--- Start of DATA ---

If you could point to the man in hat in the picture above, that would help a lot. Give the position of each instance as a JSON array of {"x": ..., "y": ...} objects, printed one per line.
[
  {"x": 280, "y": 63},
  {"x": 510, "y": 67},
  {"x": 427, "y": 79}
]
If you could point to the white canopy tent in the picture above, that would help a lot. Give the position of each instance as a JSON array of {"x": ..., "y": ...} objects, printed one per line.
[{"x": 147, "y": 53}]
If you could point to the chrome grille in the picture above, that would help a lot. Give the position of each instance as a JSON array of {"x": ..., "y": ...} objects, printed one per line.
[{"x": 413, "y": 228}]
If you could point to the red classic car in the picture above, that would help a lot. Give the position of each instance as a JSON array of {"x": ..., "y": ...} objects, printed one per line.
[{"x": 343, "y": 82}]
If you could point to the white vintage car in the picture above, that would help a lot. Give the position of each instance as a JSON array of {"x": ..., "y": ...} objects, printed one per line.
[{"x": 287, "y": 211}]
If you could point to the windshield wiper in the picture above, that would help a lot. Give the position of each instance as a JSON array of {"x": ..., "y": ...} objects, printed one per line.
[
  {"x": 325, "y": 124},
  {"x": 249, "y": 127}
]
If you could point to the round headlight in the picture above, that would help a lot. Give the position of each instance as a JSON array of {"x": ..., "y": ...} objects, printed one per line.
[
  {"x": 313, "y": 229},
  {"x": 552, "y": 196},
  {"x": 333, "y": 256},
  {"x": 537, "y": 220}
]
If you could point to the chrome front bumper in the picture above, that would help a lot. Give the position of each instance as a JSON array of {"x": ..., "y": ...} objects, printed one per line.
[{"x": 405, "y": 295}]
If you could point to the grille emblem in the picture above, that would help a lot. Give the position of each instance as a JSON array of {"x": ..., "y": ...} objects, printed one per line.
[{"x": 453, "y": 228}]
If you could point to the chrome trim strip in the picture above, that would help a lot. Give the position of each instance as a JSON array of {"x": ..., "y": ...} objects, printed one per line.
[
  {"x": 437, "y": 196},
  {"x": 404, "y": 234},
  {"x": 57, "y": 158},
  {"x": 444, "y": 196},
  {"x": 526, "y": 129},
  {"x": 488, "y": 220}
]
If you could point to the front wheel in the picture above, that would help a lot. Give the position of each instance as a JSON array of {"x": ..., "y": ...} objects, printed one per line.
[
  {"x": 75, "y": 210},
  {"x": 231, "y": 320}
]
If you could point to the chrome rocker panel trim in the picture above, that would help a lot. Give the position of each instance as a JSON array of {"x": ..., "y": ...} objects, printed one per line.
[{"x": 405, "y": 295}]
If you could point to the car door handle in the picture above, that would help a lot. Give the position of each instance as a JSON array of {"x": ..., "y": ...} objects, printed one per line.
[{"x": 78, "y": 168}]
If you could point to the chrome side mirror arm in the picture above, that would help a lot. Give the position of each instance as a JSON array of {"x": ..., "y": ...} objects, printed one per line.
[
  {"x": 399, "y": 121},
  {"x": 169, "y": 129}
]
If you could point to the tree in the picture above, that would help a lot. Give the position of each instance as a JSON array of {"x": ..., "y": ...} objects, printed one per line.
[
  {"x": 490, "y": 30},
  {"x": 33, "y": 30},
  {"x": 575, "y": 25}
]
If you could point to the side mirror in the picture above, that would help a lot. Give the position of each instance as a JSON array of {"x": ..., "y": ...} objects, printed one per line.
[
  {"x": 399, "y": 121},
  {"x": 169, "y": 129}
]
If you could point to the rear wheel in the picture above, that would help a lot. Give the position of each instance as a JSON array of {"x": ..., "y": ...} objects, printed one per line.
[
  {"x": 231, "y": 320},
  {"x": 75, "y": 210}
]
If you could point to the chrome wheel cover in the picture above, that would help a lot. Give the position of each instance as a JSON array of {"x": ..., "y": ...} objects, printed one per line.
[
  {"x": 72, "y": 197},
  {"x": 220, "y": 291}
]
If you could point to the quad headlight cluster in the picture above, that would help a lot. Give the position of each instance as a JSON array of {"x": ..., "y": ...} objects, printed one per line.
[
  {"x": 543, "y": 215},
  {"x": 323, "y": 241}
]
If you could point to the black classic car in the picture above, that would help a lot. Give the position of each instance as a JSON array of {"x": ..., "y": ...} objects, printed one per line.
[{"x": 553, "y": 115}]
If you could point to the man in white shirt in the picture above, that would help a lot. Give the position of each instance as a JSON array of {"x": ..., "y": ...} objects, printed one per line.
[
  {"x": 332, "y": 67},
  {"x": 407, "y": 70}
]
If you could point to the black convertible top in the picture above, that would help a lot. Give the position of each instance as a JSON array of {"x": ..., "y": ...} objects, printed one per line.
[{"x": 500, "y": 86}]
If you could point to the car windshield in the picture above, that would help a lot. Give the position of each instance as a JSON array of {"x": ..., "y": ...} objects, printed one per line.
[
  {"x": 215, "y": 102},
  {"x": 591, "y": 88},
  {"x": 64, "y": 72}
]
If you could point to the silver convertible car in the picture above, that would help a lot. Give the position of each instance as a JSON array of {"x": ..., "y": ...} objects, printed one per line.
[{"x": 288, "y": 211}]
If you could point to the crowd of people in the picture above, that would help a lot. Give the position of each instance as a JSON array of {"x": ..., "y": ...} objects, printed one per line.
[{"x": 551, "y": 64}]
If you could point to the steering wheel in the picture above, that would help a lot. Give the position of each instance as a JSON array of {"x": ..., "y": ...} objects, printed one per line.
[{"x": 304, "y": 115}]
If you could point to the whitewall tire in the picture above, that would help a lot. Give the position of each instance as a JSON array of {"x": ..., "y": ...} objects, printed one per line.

--- End of DATA ---

▶ _DO THIS_
Quote each line above in full, word for word.

▶ _RESULT OF THIS EXERCISE_
If you could point to the man in hat in the picture above, that would help a lot. Give the position of each instance as a JSON array of {"x": ..., "y": ...} objects, printed one per line.
[
  {"x": 280, "y": 63},
  {"x": 510, "y": 67},
  {"x": 427, "y": 79}
]
If you could point to the white canopy tent in the picture above, that would help a lot. Give the position of each instance as a JSON array of {"x": ..., "y": ...} objects, printed one per line.
[{"x": 147, "y": 53}]
If you could point to the chrome grille in the picture above, that would help a lot. Give the position of each instance as a JSON array of {"x": ..., "y": ...} objects, printed one per line.
[{"x": 413, "y": 228}]
If you could point to the red classic car in the picture above, that would help a lot. Give the position of each instance as a JSON array of {"x": ..., "y": ...} objects, printed one per line.
[{"x": 343, "y": 82}]
If you could point to the white vintage car in the picture above, that would help a lot. Give the position of each instance as a JSON array of {"x": ..., "y": ...} objects, printed one per line.
[{"x": 287, "y": 211}]
If you could point to the windshield wiper in the picture above, that would help a lot. Give the position of each instance as a JSON array of {"x": ..., "y": ...} objects, printed one per line.
[
  {"x": 325, "y": 124},
  {"x": 249, "y": 127}
]
If you could point to the round headlight in the picture above, that would help a lot. Give the position of each instance as a JSON array of {"x": ..., "y": ...} objects, printed one per line.
[
  {"x": 313, "y": 229},
  {"x": 552, "y": 196},
  {"x": 333, "y": 256},
  {"x": 537, "y": 220}
]
If you could point to the chrome front bumper in the picture above, that would help a lot. Give the position of each instance as a JSON array of {"x": ..., "y": ...} objects, printed one per line.
[{"x": 405, "y": 295}]
If you could point to the grille emblem in the picture above, that would help a lot. Give the position of each instance as a JSON array of {"x": ..., "y": ...} objects, printed one per line.
[{"x": 453, "y": 228}]
If you could point to the chrome trim strip in the picture above, that would help a lot. Give the position of each instance as a JSON array of {"x": ..., "y": ...} objects, printed one per line.
[
  {"x": 437, "y": 196},
  {"x": 404, "y": 234},
  {"x": 57, "y": 158},
  {"x": 444, "y": 196},
  {"x": 526, "y": 129},
  {"x": 488, "y": 220}
]
If you could point to the front wheel in the picture above, that would help a lot. Give the position of each instance as a JSON array of {"x": ..., "y": ...} objects, printed one per line.
[
  {"x": 75, "y": 210},
  {"x": 231, "y": 320}
]
If you could point to the chrome rocker panel trim in the picture above, that would help a lot. Give the position of each instance as a JSON array of {"x": ..., "y": ...} objects, printed one per line.
[{"x": 405, "y": 295}]
If you could point to the car door handle in the picture above, that would help a lot. Give the position of each instance as a JSON array of {"x": ..., "y": ...} objects, printed one per line.
[{"x": 78, "y": 168}]
If you could point to the chrome side mirror arm in the picture above, that would help a lot. Give the position of each instance as a JSON array of {"x": ..., "y": ...} objects, printed one per line.
[
  {"x": 399, "y": 121},
  {"x": 169, "y": 129}
]
If you could point to the tree in the picture above, that would help a lot. Give the position of each instance as a JSON array of {"x": ..., "y": ...} objects, printed one per line.
[
  {"x": 490, "y": 30},
  {"x": 33, "y": 30},
  {"x": 575, "y": 25}
]
If you could point to the side mirror in the picture above, that would help a lot. Give the position of each instance as a JSON array of {"x": ..., "y": ...} objects, printed one per line.
[
  {"x": 399, "y": 121},
  {"x": 169, "y": 129}
]
If you could point to the rear wheel in the picture above, that would help a lot. Give the position of each instance as a JSON array of {"x": ..., "y": ...} objects, printed one per line.
[
  {"x": 231, "y": 320},
  {"x": 75, "y": 210}
]
If you could point to the chrome wheel cover in the picture above, that would help a lot. Give the position of each instance as a JSON array of {"x": ..., "y": ...} objects, printed one per line.
[
  {"x": 72, "y": 197},
  {"x": 220, "y": 291}
]
If you could point to the quad headlight cluster in the picture above, that would help a lot. Give the position of each instance as a JSON array of {"x": ..., "y": ...} objects, printed one per line.
[
  {"x": 543, "y": 215},
  {"x": 323, "y": 241}
]
If you could point to the black classic car in the picture above, that would help a lot. Give the position of each instance as a JSON array of {"x": ..., "y": ...} objects, printed one per line.
[{"x": 553, "y": 115}]
If you could point to the man in white shirt in the picture above, that would help a lot. Give the position of each instance as a JSON array of {"x": ..., "y": ...} objects, printed one per line.
[
  {"x": 332, "y": 67},
  {"x": 407, "y": 70}
]
If you could point to the black convertible top in the picture above, that would help a lot. Give the position of each instance as a JSON array of {"x": ..., "y": ...} objects, printed one per line.
[{"x": 500, "y": 86}]
If you could point to the car windshield in the picture above, that would help a lot. Give the position of each instance as a JSON array of {"x": ..., "y": ...} objects, printed one per line.
[
  {"x": 215, "y": 102},
  {"x": 591, "y": 88},
  {"x": 64, "y": 72}
]
If you could point to the silver convertible car in the picture above, that would help a lot. Give the position of each instance as a JSON array of {"x": ..., "y": ...} objects, printed one per line.
[{"x": 288, "y": 211}]
If you could point to the crowd of people in the picture above, that would help a lot. Give the position of each instance as a JSON array of {"x": ..., "y": ...} objects, printed one per line.
[{"x": 551, "y": 64}]
If you could point to the steering wheel in the picture above, that would help a lot. Give the position of each instance as a JSON array of {"x": ..., "y": ...} objects, printed one per line.
[{"x": 304, "y": 115}]
If you could point to the whitewall tire in the picture above, that would help a lot. Give the position of each instance as a JSON array of {"x": ..., "y": ...} objects, printed one per line.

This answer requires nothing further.